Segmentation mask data
* * * * *

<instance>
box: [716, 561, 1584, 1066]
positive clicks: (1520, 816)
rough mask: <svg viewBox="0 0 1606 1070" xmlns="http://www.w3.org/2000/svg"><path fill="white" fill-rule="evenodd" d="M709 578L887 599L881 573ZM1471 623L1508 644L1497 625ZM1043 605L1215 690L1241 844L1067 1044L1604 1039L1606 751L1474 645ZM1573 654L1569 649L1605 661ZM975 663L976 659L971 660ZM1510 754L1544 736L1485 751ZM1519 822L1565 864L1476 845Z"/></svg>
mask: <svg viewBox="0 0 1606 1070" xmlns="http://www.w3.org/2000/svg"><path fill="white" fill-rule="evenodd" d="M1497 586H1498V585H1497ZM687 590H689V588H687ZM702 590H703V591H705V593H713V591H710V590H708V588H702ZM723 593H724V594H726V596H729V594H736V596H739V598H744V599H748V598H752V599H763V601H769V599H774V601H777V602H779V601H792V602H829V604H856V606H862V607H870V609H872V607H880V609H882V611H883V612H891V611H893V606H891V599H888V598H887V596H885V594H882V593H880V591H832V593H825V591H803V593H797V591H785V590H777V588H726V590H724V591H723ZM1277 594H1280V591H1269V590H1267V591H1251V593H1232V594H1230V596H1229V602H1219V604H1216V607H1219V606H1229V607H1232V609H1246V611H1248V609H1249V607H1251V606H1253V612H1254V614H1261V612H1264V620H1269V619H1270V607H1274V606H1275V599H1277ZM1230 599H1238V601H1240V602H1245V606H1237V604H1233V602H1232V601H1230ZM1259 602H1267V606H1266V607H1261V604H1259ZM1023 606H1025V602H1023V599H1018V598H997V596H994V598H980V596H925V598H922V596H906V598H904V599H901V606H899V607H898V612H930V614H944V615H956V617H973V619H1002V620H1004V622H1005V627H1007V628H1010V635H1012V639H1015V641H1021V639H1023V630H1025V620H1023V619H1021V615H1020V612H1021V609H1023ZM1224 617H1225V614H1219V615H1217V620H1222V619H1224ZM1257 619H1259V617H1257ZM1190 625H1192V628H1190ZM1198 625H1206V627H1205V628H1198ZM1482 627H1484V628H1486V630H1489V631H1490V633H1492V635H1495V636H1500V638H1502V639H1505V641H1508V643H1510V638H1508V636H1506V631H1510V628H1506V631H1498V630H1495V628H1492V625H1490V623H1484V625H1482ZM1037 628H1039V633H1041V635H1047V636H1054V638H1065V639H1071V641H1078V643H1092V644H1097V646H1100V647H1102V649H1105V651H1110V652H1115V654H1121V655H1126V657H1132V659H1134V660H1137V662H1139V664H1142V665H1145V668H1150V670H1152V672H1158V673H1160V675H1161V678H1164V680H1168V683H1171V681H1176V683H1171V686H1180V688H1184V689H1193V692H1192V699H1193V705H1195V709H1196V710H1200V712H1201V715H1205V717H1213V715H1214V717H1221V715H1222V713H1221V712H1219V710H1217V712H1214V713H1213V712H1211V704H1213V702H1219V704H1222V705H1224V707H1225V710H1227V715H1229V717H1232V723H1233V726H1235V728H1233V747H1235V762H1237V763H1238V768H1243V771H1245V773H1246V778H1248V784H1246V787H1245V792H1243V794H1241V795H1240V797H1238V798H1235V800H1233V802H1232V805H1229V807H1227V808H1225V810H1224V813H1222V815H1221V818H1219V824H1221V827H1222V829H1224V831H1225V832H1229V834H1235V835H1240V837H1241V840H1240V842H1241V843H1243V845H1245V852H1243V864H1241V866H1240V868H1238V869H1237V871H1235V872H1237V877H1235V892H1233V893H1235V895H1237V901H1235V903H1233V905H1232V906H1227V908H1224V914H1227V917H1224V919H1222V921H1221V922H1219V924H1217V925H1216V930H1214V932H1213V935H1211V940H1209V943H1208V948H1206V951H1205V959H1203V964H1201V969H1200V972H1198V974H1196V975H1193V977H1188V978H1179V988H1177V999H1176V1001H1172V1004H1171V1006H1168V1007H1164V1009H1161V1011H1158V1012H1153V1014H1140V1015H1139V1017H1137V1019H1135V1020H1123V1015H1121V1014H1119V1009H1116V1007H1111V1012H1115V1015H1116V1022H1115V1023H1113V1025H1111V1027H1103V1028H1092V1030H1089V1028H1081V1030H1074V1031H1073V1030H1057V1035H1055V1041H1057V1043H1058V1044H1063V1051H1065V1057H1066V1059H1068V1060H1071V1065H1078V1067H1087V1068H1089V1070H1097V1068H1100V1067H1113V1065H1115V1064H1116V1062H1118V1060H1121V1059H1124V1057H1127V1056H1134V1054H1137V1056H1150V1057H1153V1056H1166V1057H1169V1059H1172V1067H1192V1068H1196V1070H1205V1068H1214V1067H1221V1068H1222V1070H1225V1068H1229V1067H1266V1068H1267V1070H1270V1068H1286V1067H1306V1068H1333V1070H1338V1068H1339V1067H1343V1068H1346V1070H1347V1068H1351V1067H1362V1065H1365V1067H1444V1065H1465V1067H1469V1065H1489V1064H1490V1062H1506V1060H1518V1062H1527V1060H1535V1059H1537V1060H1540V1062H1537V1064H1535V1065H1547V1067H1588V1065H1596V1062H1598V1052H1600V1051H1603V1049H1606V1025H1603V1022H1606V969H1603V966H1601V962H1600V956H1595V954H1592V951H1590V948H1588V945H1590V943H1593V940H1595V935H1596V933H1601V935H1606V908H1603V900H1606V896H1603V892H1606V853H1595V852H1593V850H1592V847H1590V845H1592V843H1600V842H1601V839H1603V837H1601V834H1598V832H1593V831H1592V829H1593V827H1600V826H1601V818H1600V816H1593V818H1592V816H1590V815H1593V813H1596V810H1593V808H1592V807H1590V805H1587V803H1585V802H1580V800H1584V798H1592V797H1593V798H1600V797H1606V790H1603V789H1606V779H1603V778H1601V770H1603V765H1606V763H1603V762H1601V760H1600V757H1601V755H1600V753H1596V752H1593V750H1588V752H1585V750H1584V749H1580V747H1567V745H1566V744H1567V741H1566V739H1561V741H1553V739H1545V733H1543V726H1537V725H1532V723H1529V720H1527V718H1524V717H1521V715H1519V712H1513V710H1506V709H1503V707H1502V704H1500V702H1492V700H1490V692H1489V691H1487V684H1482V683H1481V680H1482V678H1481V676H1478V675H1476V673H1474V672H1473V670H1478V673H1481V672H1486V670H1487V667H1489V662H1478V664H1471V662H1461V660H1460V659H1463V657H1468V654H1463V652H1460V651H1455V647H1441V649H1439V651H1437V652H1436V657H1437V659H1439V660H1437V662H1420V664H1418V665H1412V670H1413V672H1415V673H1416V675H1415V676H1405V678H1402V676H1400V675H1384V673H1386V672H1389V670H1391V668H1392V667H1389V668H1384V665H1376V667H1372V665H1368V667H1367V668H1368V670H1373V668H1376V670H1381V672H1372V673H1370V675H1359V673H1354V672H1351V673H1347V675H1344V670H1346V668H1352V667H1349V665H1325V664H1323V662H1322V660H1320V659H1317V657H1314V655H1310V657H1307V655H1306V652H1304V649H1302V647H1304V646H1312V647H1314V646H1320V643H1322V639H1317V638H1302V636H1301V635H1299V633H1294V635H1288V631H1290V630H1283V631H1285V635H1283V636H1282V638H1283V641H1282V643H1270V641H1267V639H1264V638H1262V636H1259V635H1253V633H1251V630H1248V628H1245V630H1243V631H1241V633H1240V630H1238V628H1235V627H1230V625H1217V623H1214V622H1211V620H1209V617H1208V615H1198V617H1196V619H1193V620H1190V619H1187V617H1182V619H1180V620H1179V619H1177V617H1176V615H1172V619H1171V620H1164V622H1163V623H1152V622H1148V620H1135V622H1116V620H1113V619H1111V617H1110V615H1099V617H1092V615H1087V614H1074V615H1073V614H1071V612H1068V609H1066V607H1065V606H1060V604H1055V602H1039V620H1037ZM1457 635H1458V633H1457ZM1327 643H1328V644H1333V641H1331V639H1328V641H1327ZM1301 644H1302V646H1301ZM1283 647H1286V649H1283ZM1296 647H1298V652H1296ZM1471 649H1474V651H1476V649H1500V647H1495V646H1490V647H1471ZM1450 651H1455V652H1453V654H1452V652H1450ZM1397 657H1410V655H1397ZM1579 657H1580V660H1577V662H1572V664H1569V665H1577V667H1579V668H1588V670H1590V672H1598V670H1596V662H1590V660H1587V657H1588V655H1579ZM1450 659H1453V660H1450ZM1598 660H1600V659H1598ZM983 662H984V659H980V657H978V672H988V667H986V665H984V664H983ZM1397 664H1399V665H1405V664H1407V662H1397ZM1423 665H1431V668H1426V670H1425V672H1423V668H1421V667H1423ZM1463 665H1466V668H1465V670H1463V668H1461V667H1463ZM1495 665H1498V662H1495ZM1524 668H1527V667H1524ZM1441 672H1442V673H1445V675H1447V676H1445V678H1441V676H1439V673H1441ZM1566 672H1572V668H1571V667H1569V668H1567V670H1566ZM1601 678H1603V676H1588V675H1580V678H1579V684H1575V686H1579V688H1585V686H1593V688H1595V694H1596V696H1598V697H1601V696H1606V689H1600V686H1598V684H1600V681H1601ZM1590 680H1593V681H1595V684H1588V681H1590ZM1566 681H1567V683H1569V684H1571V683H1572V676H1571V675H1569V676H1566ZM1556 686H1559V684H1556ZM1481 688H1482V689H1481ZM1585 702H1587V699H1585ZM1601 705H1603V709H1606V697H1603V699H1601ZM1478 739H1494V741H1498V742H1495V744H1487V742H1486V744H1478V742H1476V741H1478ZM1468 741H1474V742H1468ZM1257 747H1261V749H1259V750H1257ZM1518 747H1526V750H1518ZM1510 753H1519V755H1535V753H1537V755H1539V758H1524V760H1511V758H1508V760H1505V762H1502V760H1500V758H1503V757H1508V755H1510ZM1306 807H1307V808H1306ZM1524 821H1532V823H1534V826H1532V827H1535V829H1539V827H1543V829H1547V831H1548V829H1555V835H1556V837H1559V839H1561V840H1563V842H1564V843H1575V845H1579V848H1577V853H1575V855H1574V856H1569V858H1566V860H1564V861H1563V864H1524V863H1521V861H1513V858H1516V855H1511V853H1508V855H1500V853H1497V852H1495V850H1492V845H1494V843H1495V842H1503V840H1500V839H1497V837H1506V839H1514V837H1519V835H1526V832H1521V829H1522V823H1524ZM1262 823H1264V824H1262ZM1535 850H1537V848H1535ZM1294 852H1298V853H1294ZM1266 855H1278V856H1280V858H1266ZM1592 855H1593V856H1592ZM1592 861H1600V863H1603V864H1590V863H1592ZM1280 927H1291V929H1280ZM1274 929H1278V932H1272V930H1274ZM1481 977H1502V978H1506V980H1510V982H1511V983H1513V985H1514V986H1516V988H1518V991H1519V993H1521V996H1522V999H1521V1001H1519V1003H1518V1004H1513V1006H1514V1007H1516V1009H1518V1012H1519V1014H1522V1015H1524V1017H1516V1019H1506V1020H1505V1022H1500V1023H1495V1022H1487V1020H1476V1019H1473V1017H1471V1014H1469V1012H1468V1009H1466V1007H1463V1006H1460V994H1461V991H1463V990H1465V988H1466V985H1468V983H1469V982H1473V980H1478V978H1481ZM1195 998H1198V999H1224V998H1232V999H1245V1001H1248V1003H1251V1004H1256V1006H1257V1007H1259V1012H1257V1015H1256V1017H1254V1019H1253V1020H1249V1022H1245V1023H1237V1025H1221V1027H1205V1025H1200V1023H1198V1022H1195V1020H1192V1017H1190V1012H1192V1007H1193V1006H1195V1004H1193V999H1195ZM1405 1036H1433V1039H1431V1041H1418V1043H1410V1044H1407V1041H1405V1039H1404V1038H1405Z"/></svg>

* * * * *

Aim of the exercise:
Rename "positive clicks" to "foreground clicks" in everything from the start of the data down to the line containing "rough mask: <svg", and give that text again with nothing else changed.

Solution for this exercise:
<instance>
box: [716, 561, 1584, 1066]
foreground clicks: (1520, 816)
rough mask: <svg viewBox="0 0 1606 1070" xmlns="http://www.w3.org/2000/svg"><path fill="white" fill-rule="evenodd" d="M709 578L887 599L881 573ZM1471 623L1508 644L1497 625ZM1043 605L1215 690L1241 844L1067 1044L1604 1039L1606 751L1474 645ZM1573 654L1569 649L1605 661ZM975 663L976 659L971 660ZM1510 754L1544 736L1485 751ZM1519 822L1565 864L1476 845Z"/></svg>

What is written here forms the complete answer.